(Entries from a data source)
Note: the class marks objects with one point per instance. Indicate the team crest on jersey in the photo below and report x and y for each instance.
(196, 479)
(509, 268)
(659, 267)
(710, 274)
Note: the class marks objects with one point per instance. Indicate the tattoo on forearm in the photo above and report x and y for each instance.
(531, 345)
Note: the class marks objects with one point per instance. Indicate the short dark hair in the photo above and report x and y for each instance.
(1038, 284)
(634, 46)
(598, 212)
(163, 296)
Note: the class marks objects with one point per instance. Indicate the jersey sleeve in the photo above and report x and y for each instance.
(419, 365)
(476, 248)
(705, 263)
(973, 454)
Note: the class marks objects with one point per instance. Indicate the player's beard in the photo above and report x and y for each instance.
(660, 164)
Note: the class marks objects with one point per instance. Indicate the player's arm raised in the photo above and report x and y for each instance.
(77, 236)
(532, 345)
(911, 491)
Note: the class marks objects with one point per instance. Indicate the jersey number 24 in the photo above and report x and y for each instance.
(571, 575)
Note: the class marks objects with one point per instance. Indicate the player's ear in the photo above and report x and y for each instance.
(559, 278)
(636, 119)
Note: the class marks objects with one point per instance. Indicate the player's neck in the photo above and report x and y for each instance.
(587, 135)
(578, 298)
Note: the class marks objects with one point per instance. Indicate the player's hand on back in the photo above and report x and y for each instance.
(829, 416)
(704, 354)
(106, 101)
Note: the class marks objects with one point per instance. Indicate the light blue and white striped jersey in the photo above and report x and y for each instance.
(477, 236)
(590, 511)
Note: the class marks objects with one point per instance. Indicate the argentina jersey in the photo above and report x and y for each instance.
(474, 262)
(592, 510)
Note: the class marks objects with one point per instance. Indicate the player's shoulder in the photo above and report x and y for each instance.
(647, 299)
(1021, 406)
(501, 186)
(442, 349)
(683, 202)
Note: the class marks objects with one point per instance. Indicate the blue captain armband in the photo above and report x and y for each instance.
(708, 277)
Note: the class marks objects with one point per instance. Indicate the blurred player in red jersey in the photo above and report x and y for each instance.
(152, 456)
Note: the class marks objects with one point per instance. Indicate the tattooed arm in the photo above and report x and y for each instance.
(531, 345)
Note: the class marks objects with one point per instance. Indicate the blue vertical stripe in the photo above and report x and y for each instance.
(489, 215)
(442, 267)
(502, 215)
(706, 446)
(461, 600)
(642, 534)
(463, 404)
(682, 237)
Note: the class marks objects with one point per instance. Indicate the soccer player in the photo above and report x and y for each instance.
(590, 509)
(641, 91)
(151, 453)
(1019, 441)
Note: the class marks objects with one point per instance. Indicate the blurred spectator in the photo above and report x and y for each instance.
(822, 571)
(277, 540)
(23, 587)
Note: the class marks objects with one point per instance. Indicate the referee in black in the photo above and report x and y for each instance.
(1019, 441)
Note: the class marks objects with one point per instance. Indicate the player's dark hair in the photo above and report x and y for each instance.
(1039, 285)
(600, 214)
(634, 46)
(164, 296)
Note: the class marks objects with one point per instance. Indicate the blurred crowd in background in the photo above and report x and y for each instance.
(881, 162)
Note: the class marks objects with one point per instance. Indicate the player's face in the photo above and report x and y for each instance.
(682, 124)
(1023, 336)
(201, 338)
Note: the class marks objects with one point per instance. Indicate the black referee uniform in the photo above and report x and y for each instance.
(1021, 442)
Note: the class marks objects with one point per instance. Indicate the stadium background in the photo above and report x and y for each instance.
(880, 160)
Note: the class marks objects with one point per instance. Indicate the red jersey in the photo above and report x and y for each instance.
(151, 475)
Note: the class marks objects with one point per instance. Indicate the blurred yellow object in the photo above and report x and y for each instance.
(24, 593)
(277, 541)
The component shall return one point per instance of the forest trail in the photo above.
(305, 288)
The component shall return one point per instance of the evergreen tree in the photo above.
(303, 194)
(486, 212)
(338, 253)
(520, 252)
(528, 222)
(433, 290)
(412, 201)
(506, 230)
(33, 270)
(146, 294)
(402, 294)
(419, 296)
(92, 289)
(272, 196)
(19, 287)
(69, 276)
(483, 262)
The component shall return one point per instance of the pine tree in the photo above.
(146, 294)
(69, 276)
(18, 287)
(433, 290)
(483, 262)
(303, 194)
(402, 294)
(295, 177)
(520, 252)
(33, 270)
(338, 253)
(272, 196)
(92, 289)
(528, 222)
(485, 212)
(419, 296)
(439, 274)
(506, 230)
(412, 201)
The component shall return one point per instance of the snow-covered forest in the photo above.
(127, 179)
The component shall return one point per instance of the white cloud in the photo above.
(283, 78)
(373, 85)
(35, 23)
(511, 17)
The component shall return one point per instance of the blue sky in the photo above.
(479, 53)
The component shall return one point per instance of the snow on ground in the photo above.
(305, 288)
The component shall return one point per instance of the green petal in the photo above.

What to work on: Reproduce word for word the entries above, starting at the line that contains "ground in the photo above." and continuing through the last line of the entries.

Right answer:
The component shall return one point per instance of the snow on ground in the photo above.
(305, 288)
The component shall return one point per instance of the green petal in the photo above.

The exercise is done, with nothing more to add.